__WHAT TO DO__:
Gather every line of the material below that contains the word "rear", copying each line in full. Case counts.

Excerpts of labeled region data:
════════════════

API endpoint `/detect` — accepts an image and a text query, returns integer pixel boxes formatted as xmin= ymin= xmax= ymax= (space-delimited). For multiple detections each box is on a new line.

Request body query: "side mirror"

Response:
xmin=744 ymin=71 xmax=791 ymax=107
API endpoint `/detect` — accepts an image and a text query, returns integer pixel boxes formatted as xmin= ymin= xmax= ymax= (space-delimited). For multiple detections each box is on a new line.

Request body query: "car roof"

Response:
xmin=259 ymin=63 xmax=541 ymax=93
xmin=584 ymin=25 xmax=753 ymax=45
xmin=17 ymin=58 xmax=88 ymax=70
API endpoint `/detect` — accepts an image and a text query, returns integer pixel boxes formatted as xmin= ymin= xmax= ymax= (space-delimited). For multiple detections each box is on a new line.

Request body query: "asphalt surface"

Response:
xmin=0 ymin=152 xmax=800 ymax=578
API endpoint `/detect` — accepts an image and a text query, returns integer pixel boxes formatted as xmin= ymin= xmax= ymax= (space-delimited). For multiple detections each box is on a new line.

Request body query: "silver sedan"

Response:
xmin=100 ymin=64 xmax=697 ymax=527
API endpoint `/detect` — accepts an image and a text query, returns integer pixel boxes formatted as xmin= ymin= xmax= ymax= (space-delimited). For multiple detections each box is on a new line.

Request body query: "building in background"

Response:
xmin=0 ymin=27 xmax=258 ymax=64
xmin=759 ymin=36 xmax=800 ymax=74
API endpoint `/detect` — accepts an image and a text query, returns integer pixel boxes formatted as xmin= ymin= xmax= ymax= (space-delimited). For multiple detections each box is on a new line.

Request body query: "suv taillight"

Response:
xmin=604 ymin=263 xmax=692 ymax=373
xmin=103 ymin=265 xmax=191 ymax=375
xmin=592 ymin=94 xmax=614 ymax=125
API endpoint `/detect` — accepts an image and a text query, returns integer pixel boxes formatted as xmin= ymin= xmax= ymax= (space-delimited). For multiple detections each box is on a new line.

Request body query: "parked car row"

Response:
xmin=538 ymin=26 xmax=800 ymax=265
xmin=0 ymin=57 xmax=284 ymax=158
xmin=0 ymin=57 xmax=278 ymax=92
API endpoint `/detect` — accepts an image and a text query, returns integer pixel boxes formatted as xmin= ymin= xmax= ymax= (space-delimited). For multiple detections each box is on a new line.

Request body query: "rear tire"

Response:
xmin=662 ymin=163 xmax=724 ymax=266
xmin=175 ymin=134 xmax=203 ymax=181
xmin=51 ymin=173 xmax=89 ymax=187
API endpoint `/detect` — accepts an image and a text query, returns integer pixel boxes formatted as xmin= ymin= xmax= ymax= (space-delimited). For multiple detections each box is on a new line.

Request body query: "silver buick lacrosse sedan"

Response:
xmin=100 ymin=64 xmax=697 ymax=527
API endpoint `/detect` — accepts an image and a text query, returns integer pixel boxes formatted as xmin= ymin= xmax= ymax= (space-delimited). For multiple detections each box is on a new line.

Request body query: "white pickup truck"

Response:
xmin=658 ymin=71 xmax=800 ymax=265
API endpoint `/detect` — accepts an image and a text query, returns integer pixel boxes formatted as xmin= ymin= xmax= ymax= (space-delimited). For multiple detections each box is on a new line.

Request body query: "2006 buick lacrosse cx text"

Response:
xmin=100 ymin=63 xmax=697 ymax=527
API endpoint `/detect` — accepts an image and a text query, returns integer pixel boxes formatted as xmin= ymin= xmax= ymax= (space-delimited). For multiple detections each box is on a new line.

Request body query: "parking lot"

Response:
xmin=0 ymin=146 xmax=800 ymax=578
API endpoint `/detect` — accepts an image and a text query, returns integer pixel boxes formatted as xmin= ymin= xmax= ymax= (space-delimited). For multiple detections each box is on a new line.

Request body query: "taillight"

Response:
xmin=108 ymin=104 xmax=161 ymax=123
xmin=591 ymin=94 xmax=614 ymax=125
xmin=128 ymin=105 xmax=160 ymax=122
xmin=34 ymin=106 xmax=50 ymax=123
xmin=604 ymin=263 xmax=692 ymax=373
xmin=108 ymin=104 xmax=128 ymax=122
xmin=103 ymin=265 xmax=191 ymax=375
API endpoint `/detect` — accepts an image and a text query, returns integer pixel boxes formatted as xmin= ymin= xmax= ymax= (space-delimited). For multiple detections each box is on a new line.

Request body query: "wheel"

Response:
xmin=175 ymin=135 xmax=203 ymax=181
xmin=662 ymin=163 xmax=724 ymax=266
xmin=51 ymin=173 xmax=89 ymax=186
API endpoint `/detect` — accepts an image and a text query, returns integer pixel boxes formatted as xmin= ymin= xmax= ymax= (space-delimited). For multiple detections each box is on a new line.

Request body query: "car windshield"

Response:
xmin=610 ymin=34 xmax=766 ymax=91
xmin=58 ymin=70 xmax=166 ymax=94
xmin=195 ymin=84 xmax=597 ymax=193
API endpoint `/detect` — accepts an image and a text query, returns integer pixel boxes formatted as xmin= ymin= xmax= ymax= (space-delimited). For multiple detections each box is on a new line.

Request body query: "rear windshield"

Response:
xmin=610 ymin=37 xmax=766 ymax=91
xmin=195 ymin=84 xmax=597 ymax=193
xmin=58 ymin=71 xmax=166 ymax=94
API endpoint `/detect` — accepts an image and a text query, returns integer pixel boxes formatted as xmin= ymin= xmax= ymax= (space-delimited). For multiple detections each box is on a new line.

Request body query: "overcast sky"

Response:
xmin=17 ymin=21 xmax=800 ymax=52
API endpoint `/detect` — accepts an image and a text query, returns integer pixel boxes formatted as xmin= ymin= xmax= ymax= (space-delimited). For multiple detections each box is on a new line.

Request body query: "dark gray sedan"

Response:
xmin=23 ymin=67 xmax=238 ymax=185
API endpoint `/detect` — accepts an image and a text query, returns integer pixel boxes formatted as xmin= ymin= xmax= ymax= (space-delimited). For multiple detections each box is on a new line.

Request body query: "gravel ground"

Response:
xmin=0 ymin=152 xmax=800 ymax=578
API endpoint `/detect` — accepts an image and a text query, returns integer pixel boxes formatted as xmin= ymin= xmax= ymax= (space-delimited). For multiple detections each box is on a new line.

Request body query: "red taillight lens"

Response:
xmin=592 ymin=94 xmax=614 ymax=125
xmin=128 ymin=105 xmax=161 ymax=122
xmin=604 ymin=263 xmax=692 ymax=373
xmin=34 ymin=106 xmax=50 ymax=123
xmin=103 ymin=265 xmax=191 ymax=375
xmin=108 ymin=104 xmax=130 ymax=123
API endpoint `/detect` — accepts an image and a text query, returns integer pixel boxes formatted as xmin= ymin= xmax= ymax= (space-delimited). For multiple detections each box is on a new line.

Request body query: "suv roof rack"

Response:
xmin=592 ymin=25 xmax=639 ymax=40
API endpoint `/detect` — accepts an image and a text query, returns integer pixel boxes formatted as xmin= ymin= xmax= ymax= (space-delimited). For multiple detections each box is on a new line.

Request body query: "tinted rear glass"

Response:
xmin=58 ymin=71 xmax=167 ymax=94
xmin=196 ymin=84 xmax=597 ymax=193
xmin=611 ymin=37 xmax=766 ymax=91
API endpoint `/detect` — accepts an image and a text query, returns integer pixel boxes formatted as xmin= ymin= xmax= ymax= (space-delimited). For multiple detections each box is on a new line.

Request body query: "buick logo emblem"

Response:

════════════════

__TASK OUTPUT__:
Request body query: "rear tire"
Request body query: "rear windshield"
Request body query: "tinted rear glass"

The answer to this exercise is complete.